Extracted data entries

▼▼▼

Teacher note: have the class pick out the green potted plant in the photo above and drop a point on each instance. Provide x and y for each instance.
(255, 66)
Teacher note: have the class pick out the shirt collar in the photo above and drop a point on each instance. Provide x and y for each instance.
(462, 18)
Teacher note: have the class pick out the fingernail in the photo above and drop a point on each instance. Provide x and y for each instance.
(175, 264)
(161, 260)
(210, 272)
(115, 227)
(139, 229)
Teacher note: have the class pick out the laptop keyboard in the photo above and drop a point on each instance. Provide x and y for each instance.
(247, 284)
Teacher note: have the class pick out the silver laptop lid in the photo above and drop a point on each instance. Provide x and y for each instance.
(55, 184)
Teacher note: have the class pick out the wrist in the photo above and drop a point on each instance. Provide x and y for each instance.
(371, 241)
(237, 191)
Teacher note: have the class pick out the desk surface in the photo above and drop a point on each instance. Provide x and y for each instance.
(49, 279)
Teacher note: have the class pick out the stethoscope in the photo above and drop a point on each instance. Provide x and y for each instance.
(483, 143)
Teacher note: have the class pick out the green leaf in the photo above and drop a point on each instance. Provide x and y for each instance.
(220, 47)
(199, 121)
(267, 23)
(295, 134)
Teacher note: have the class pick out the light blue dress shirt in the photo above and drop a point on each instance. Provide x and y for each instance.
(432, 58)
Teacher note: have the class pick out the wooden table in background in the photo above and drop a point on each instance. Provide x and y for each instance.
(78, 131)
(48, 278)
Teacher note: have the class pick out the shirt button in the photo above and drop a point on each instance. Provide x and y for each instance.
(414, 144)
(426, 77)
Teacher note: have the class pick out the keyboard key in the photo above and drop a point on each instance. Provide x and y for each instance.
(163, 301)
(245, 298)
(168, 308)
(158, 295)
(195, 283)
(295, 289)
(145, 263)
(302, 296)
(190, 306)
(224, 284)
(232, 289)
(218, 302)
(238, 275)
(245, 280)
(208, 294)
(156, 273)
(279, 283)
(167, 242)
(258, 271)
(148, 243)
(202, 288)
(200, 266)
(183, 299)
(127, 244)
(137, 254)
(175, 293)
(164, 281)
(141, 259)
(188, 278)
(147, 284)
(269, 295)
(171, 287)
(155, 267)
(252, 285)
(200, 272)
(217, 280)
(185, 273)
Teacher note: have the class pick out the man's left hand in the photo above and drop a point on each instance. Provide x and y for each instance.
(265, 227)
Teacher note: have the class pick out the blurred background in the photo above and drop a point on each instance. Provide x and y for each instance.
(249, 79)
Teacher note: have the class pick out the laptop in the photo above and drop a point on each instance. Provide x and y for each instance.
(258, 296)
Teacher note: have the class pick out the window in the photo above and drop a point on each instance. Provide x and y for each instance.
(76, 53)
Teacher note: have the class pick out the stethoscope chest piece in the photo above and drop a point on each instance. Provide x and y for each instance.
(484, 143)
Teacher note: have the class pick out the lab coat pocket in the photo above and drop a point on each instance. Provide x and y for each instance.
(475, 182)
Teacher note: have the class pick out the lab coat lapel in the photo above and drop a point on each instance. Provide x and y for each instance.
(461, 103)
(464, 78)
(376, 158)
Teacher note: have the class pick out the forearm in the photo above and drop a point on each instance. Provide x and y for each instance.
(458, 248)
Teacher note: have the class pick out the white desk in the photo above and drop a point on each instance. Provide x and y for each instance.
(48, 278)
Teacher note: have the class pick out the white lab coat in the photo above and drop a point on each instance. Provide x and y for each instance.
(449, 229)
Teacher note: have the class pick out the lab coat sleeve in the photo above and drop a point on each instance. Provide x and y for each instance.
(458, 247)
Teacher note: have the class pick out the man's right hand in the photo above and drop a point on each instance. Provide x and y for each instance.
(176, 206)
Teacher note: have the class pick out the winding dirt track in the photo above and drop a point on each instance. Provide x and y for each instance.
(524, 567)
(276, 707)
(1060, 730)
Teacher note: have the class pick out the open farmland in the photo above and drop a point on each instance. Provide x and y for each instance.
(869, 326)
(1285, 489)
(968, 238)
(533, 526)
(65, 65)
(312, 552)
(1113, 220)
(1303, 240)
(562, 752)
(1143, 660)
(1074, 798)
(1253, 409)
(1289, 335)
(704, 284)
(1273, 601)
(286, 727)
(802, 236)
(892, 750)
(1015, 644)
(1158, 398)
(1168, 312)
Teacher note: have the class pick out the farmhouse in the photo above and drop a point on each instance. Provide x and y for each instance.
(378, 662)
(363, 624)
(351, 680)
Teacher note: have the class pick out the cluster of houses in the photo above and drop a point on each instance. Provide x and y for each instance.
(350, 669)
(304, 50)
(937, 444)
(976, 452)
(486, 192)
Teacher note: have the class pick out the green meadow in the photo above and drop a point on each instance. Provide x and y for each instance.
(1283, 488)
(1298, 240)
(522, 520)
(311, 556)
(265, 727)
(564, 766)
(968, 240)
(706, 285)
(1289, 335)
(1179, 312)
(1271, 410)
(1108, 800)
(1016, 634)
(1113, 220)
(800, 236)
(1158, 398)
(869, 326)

▲▲▲

Present every line of the listing above as a Markdown table with two columns, Row and Listing line. Number the rows in order and leave out any blank lines.

| Row | Listing line |
|---|---|
| 1 | Teacher note: have the class pick out the green potted plant in the photo above and drop a point on each instance. Provide x and y for each instance. |
| 2 | (255, 66) |
| 3 | Teacher note: have the class pick out the shirt collar in the photo above and drop a point on each instance. Provide x and y for each instance. |
| 4 | (462, 18) |
| 5 | Teacher note: have the class pick out the fingernail in the photo above and drop a point on each instance. Provide x and y for each instance. |
| 6 | (175, 264) |
| 7 | (161, 260) |
| 8 | (210, 272) |
| 9 | (115, 227) |
| 10 | (139, 229) |
| 11 | Teacher note: have the class pick out the laptop keyboard in the photo above and drop a point on each instance. Provide x and y for each instance. |
| 12 | (247, 284) |
| 13 | Teacher note: have the class pick out the silver laptop lid in the photo above and drop a point on each instance. Provide x and y for each instance. |
| 14 | (55, 184) |
| 15 | Teacher note: have the class pick out the wrist in the photo above and drop a point on each instance. Provide x and y for each instance. |
| 16 | (371, 241) |
| 17 | (237, 191) |
| 18 | Teacher note: have the class pick out the desk surface in the photo above and drop a point on each instance. Provide x and y for each instance. |
| 19 | (49, 279) |
| 20 | Teacher note: have the class pick out the stethoscope in the photo above and drop a point on each instance. Provide x and y for each instance. |
| 21 | (483, 143) |
| 22 | Teacher note: have the class pick out the green leaf in the photo above and drop a point on each instance. Provide x and y for each instance. |
| 23 | (220, 47) |
| 24 | (199, 121) |
| 25 | (267, 23) |
| 26 | (295, 134) |
| 27 | Teacher note: have the class pick out the light blue dress shirt in the photo above and drop a point on each instance. Provide x and y for each instance. |
| 28 | (432, 58) |
| 29 | Teacher note: have the class pick out the wooden table in background in the photo above and drop a point on each instance. Provide x and y for each instance. |
| 30 | (78, 131) |
| 31 | (48, 278) |
| 32 | Teacher note: have the class pick out the shirt button in the photo above and drop a point on each instance. Provide x and y for each instance. |
| 33 | (414, 144) |
| 34 | (426, 77) |
| 35 | Teacher note: have the class pick out the keyboard key in the photo above and drop a point on each instance. Provide x and y for each instance. |
| 36 | (163, 301) |
| 37 | (245, 298) |
| 38 | (168, 308) |
| 39 | (158, 295) |
| 40 | (195, 283) |
| 41 | (295, 289) |
| 42 | (145, 263) |
| 43 | (302, 296) |
| 44 | (190, 306) |
| 45 | (224, 284) |
| 46 | (232, 289) |
| 47 | (218, 302) |
| 48 | (238, 275) |
| 49 | (245, 280) |
| 50 | (208, 294) |
| 51 | (156, 273) |
| 52 | (279, 283) |
| 53 | (167, 242) |
| 54 | (258, 271) |
| 55 | (148, 243) |
| 56 | (202, 288) |
| 57 | (200, 266) |
| 58 | (183, 299) |
| 59 | (127, 244) |
| 60 | (137, 254) |
| 61 | (175, 293) |
| 62 | (164, 281) |
| 63 | (141, 259) |
| 64 | (188, 278) |
| 65 | (147, 284) |
| 66 | (269, 295) |
| 67 | (171, 287) |
| 68 | (155, 267) |
| 69 | (252, 285) |
| 70 | (200, 272) |
| 71 | (217, 280) |
| 72 | (185, 273) |
| 73 | Teacher note: have the class pick out the man's left hand in the photo above and drop a point on each instance. Provide x and y for each instance. |
| 74 | (265, 227) |
| 75 | Teacher note: have the class pick out the blurred background in the photo above and drop a point on each instance. Provide x and y for each instance. |
| 76 | (249, 79) |
| 77 | Teacher note: have the class pick out the laptop in the photo above and drop a point on each instance. Provide x and y for each instance. |
| 78 | (258, 296) |
| 79 | Teacher note: have the class pick out the window in the photo above and drop a point on each instance. Provide x and y for each instance. |
| 80 | (76, 53) |
| 81 | Teacher note: have the class pick out the stethoscope chest piece in the photo above and drop a point on each instance. Provide x and y for each instance. |
| 82 | (484, 143) |
| 83 | Teacher note: have the class pick out the lab coat pocket in the photo above and drop a point on each instance. Provide x and y for each instance. |
| 84 | (475, 182) |
| 85 | Teacher note: have the class pick out the lab coat lapel in the photo above and drop a point on each instance. Provide x and y for each instance. |
| 86 | (461, 103) |
| 87 | (464, 78) |
| 88 | (376, 158) |
| 89 | Teacher note: have the class pick out the forearm in the photo above and drop a point on each instance. Provide x and y for each instance. |
| 90 | (458, 248) |
| 91 | Teacher note: have the class pick out the white desk in the photo above and drop a point on each instance. Provide x and y for each instance. |
| 92 | (48, 278) |
| 93 | Teacher note: have the class pick out the white lab coat in the photo above and drop a point on each instance. Provide x and y for each instance. |
| 94 | (449, 229) |
| 95 | Teacher note: have the class pick out the lab coat sleeve in the photo above and drop a point on each instance. Provide x and y for each instance. |
| 96 | (458, 247) |
| 97 | Teacher note: have the class pick out the man's right hand in the photo above and drop a point on each instance. Provide x and y for each instance. |
| 98 | (176, 206) |
| 99 | Teacher note: have the class pick out the winding dirt track in the photo above and drop a point on each instance. Provide x and y for each instance. |
| 100 | (524, 567) |
| 101 | (276, 707) |
| 102 | (1060, 730) |
| 103 | Teacher note: have the class pick out the open farmland in the photo above and drop a point on each instance. Provide x and y for each instance. |
| 104 | (869, 326) |
| 105 | (1285, 489) |
| 106 | (968, 238) |
| 107 | (533, 526) |
| 108 | (65, 65) |
| 109 | (312, 552) |
| 110 | (1113, 220) |
| 111 | (1303, 240) |
| 112 | (562, 752) |
| 113 | (1143, 660) |
| 114 | (1074, 798) |
| 115 | (1253, 409) |
| 116 | (1289, 335) |
| 117 | (704, 284) |
| 118 | (1273, 601) |
| 119 | (286, 727) |
| 120 | (802, 236) |
| 121 | (892, 750) |
| 122 | (1015, 644) |
| 123 | (1158, 398) |
| 124 | (1168, 312) |
| 125 | Teacher note: have the class pick out the farmhouse in the photo above and drop a point on each instance. Provide x and y for each instance. |
| 126 | (378, 662) |
| 127 | (363, 624) |
| 128 | (351, 680) |
| 129 | Teacher note: have the class pick out the cluster of houses in the photo above and drop a point on each instance. Provide x and y for each instance. |
| 130 | (350, 669) |
| 131 | (304, 50) |
| 132 | (937, 444) |
| 133 | (976, 452) |
| 134 | (486, 192) |
| 135 | Teacher note: have the class pick out the green meadow in the photo above and drop a point on each instance. Provide x and y for each instance. |
| 136 | (1283, 488) |
| 137 | (1298, 240) |
| 138 | (522, 520) |
| 139 | (311, 556) |
| 140 | (265, 727) |
| 141 | (564, 766) |
| 142 | (968, 240) |
| 143 | (706, 285) |
| 144 | (1289, 335) |
| 145 | (1179, 312) |
| 146 | (1271, 410) |
| 147 | (1108, 800) |
| 148 | (1016, 634) |
| 149 | (1113, 220) |
| 150 | (800, 236) |
| 151 | (1158, 398) |
| 152 | (869, 326) |